Work required – Emit only the lines from the line containing "tag: clock hand" through the last line of the entries, unchanged.

Information given –
┌──

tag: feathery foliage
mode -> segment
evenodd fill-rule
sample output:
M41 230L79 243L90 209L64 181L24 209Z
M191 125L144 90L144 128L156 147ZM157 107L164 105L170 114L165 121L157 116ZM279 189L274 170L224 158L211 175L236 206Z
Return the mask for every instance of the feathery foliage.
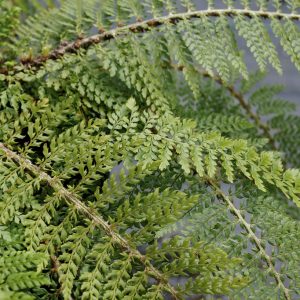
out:
M0 298L297 299L299 8L0 0Z

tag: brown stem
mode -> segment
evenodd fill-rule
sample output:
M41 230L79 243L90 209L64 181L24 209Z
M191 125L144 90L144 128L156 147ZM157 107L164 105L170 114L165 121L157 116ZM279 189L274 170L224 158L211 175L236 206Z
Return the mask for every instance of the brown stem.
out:
M172 64L172 67L182 71L184 69L184 66L181 65L174 65ZM251 120L254 121L254 123L262 130L263 134L266 136L266 138L269 140L269 143L272 147L272 149L274 151L279 151L275 140L271 134L271 129L269 128L269 126L267 124L265 124L259 117L258 114L256 114L250 104L247 102L247 100L245 99L245 97L243 96L242 93L240 93L233 85L227 85L224 83L224 81L222 80L221 77L217 76L217 75L211 75L210 73L204 71L204 70L200 70L197 68L197 71L205 77L209 77L211 79L213 79L214 81L216 81L217 83L219 83L220 85L224 86L228 92L239 102L239 104L241 105L241 107L245 110L245 112L247 113L247 115L250 117Z
M136 22L130 25L117 27L115 29L108 30L99 34L92 35L90 37L81 38L76 41L66 43L63 46L58 47L57 49L52 50L48 55L40 55L33 58L28 58L28 60L23 62L23 65L26 67L40 67L47 60L52 59L56 60L64 56L66 53L74 53L79 49L87 49L91 45L99 44L100 42L112 40L117 36L127 34L128 32L141 33L149 31L151 28L159 27L166 23L176 24L181 20L201 18L203 16L207 17L235 17L235 16L244 16L247 18L260 17L264 19L276 18L276 19L289 19L289 20L300 20L299 14L293 13L281 13L281 12L267 12L267 11L254 11L248 9L207 9L207 10L197 10L191 12L184 12L178 14L170 14L167 16L157 17L145 21ZM17 68L15 68L17 71ZM0 69L0 73L8 73L7 68Z
M115 232L110 224L106 222L100 215L97 214L92 208L86 206L81 200L68 191L60 182L59 179L53 178L46 172L41 170L38 166L34 165L29 159L22 157L18 153L7 148L3 143L0 143L0 149L4 152L5 156L15 162L17 162L24 169L27 169L31 173L35 174L41 181L46 181L49 186L68 204L74 205L74 207L81 213L85 214L91 221L99 226L108 236L110 236L114 243L125 249L131 256L137 258L145 266L145 270L164 285L166 291L168 291L174 299L179 299L179 293L174 289L168 280L157 270L138 250L131 247L129 242L125 240L119 233Z

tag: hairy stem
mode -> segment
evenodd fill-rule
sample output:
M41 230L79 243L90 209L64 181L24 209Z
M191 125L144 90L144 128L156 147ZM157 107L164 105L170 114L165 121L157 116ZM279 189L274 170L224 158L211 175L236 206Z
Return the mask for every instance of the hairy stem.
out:
M280 274L276 271L276 268L272 262L271 257L267 254L264 247L262 246L261 240L255 235L253 232L251 225L245 220L239 209L237 209L234 204L232 203L229 196L227 196L218 186L217 183L215 183L211 178L205 178L206 182L216 191L216 193L219 195L219 197L222 198L222 200L227 204L230 211L238 218L240 224L243 225L245 230L248 233L248 236L253 240L253 242L256 245L256 248L259 250L262 258L267 263L269 269L272 271L272 274L278 284L278 287L283 291L284 298L286 300L291 300L289 290L285 287L284 283L282 282L280 278Z
M86 38L80 38L76 41L69 42L64 46L60 46L59 48L52 50L48 55L40 55L37 57L29 58L28 60L26 60L26 62L24 61L23 64L26 65L27 67L40 67L41 65L43 65L43 63L45 63L49 59L56 60L67 53L74 53L79 49L87 49L91 45L112 40L117 36L124 35L128 32L142 33L151 30L151 28L159 27L166 23L176 24L181 20L201 18L204 16L235 17L239 15L245 16L247 18L259 17L264 19L275 18L279 20L281 19L300 20L300 15L294 13L282 13L282 12L275 12L275 11L270 12L270 11L262 11L262 10L258 11L258 10L235 9L235 8L196 10L196 11L189 11L189 12L178 13L178 14L170 14L167 16L152 18L145 21L139 21L126 26L120 26L118 28L111 29ZM0 69L0 73L7 73L7 72L8 70L6 68Z
M138 250L132 248L127 240L125 240L119 233L115 232L110 224L106 222L95 210L86 206L81 200L68 191L57 178L53 178L46 172L41 170L38 166L34 165L29 159L22 157L18 153L7 148L3 143L0 143L0 149L4 152L5 156L22 168L27 169L29 172L37 176L41 181L46 181L49 186L68 204L74 205L74 207L81 213L85 214L91 221L99 226L108 236L112 238L112 241L118 244L121 248L125 249L132 257L137 258L144 266L145 270L153 276L159 284L164 286L164 289L168 291L174 299L180 299L179 293L174 289L168 280L157 270L147 259L146 256L142 255Z

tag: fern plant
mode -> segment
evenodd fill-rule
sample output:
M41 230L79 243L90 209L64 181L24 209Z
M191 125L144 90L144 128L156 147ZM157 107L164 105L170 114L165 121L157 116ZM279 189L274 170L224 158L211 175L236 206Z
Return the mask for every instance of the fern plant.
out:
M0 0L1 299L298 299L300 3L203 2Z

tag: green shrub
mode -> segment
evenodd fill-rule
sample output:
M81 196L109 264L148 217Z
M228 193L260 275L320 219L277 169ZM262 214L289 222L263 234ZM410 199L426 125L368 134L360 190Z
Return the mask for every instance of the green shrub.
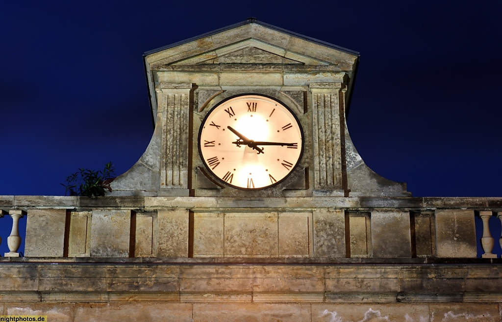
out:
M110 184L115 179L113 165L111 162L104 165L102 170L94 171L80 168L61 183L65 188L65 195L98 197L104 196L105 189L111 191Z

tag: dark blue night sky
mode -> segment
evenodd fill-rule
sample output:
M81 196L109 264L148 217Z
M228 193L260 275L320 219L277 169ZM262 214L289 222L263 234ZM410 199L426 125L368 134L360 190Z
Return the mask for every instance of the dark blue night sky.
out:
M2 2L0 195L126 171L153 132L143 53L254 17L360 53L347 122L375 172L415 196L502 196L502 2L383 4Z

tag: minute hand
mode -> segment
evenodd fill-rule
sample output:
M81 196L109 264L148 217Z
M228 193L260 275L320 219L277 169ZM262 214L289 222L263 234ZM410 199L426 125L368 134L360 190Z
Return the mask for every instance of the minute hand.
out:
M280 145L281 146L297 146L298 143L285 143L284 142L265 142L256 141L255 142L256 145Z

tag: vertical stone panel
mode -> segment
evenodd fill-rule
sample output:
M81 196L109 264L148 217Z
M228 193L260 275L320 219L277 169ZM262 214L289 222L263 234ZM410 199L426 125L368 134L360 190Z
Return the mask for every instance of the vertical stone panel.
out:
M66 220L65 209L28 209L25 256L63 257Z
M350 257L368 257L370 241L367 229L368 217L365 216L350 216L349 230L350 232Z
M345 214L343 210L314 210L314 257L345 256Z
M409 211L371 211L371 227L373 257L411 257Z
M342 186L340 83L312 83L314 189Z
M154 257L157 250L155 213L136 214L136 235L135 257Z
M431 220L429 217L415 217L415 235L416 239L417 255L427 256L432 254L431 238Z
M188 257L188 210L159 210L157 256Z
M72 212L68 240L69 257L88 257L90 255L90 211Z
M307 256L311 244L309 224L309 213L282 213L279 214L279 255Z
M438 210L435 217L438 257L476 258L474 211Z
M225 254L231 257L277 257L277 213L226 213Z
M190 84L163 84L163 115L161 187L186 189L188 183L189 113Z
M194 257L223 256L223 214L194 214L193 230Z
M91 257L129 257L130 235L130 211L93 210Z

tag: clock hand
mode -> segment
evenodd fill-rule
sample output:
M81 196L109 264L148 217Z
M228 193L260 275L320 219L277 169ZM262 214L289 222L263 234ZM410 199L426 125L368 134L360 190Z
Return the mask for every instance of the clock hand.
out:
M255 141L255 144L256 145L280 145L281 146L296 146L298 143L285 143L284 142L265 142L261 141Z
M232 142L232 143L233 143L238 147L240 146L241 144L245 144L247 146L248 146L249 147L252 148L253 150L256 150L257 151L258 151L258 154L260 154L260 153L265 153L265 152L263 152L263 149L260 149L258 146L257 146L256 144L255 143L254 141L253 141L253 140L249 140L246 137L244 136L243 135L239 133L238 132L235 130L235 129L234 129L233 128L232 128L230 126L227 126L226 127L227 129L231 131L234 134L239 137L239 140L237 140L235 142Z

└──

In response –
tag: clock hand
mode -> segment
evenodd fill-rule
sample output:
M81 196L109 264L148 217Z
M228 193L260 275L320 219L277 169ZM262 214L289 222L263 234ZM410 199L426 125L368 134L360 190Z
Return the mask for every instance of the clock hand.
out:
M255 141L255 144L256 145L280 145L281 146L296 146L298 143L285 143L284 142L265 142L261 141Z
M232 142L232 143L233 143L238 147L240 146L241 144L245 144L247 146L248 146L249 147L252 148L253 150L256 150L257 151L258 151L258 154L260 154L260 153L265 153L265 152L263 152L263 149L260 149L258 146L257 146L256 144L255 143L254 141L253 141L253 140L249 140L246 137L244 136L243 135L239 133L238 132L235 130L235 129L234 129L233 128L232 128L230 126L227 126L226 127L227 129L231 131L234 134L239 137L239 140L237 140L235 142Z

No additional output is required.